# Task prompt
Which lines of the material below contain the word "green" with the same capitalization? Show each of those lines in full.

———

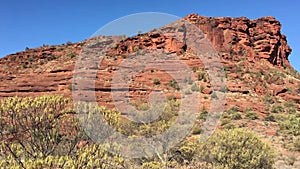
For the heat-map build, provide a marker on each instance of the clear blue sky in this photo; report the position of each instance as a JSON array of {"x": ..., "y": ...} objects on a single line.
[{"x": 33, "y": 23}]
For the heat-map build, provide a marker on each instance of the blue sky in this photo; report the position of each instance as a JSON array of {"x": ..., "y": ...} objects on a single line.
[{"x": 33, "y": 23}]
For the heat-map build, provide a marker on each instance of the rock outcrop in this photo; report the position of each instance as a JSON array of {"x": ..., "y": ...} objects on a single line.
[{"x": 256, "y": 39}]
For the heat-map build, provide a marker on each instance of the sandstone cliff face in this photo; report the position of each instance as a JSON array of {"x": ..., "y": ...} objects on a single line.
[
  {"x": 257, "y": 39},
  {"x": 244, "y": 45}
]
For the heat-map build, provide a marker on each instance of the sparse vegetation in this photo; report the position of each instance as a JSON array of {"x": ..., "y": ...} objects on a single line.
[
  {"x": 291, "y": 125},
  {"x": 136, "y": 48},
  {"x": 237, "y": 148},
  {"x": 173, "y": 83},
  {"x": 156, "y": 81},
  {"x": 71, "y": 55},
  {"x": 214, "y": 95}
]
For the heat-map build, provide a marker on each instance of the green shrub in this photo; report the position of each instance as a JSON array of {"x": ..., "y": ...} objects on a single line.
[
  {"x": 277, "y": 109},
  {"x": 136, "y": 48},
  {"x": 291, "y": 125},
  {"x": 173, "y": 83},
  {"x": 71, "y": 55},
  {"x": 237, "y": 148},
  {"x": 44, "y": 133},
  {"x": 152, "y": 165}
]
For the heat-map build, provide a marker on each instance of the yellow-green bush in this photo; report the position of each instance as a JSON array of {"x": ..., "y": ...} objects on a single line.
[
  {"x": 237, "y": 148},
  {"x": 44, "y": 132}
]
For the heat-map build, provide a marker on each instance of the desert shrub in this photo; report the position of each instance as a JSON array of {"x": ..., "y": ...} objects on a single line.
[
  {"x": 152, "y": 165},
  {"x": 202, "y": 76},
  {"x": 297, "y": 144},
  {"x": 89, "y": 156},
  {"x": 237, "y": 148},
  {"x": 43, "y": 132},
  {"x": 136, "y": 48},
  {"x": 173, "y": 83},
  {"x": 291, "y": 125}
]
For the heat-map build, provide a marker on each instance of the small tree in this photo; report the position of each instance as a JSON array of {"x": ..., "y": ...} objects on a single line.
[{"x": 237, "y": 148}]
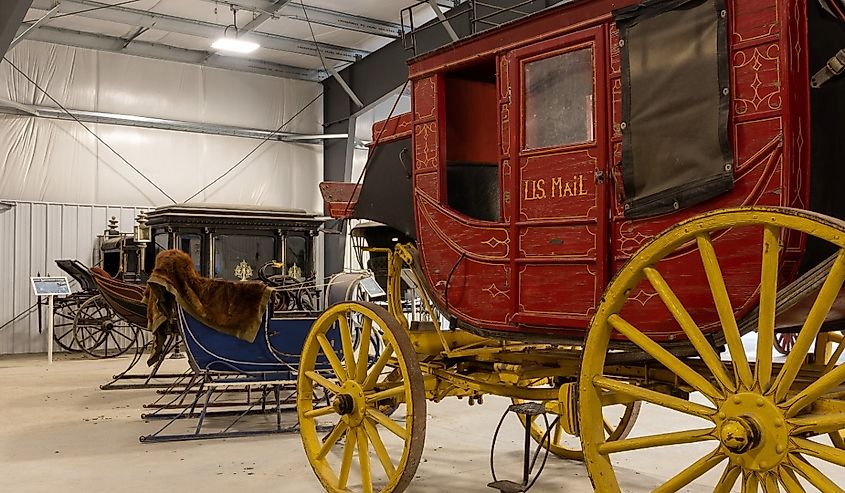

———

# Worked solution
For the heat-map build, provide a marker on each instance of the green shrub in this photo; report the position of each instance as a JSON array of {"x": ..., "y": ...} objects on a single line.
For the heat-map build, provide a marker on each instance of the yellow-green bush in this photo; report the position of each instance as a JSON array of {"x": ..., "y": ...} objects on a single line.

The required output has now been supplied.